● TASK TO COMPLETE:
A complete answer lists every line of the entries below where the string "positive" appears.

*** MATERIAL SHOWN ***

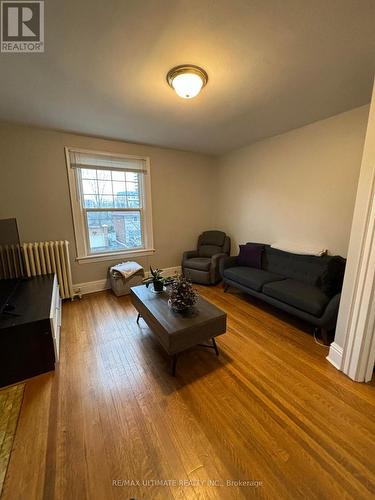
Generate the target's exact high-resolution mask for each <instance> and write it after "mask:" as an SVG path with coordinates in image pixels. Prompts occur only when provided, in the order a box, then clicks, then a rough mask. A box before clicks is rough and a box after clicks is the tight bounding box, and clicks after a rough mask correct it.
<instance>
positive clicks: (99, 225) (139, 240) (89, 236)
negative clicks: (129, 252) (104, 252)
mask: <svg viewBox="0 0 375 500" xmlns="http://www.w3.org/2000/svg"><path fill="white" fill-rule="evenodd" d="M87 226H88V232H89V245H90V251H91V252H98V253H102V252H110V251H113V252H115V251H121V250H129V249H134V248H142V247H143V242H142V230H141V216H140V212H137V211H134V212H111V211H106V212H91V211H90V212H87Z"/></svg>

***
*** MATERIAL SHOWN ***

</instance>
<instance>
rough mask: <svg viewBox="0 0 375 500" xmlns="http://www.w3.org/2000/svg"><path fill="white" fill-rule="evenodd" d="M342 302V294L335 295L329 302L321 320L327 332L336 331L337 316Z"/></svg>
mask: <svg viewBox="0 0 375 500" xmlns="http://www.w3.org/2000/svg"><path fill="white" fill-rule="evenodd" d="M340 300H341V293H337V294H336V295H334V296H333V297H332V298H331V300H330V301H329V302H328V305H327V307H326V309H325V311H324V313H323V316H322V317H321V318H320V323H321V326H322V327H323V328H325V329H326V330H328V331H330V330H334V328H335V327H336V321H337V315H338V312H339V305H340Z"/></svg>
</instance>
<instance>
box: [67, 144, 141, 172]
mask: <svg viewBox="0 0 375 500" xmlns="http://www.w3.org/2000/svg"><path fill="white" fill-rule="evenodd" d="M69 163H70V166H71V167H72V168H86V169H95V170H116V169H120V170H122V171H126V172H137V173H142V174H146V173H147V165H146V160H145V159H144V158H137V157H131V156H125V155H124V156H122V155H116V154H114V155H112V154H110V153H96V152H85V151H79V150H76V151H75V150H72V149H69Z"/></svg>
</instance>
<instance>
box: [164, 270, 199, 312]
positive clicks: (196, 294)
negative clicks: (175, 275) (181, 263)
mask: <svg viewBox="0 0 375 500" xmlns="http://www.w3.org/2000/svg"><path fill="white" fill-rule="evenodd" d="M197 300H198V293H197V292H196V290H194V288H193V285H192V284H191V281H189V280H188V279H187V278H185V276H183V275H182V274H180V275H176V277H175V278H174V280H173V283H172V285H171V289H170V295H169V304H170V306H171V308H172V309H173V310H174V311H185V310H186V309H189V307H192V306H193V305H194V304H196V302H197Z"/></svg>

***

● RESPONSE:
positive clicks: (99, 225) (139, 240) (89, 236)
positive clicks: (196, 294)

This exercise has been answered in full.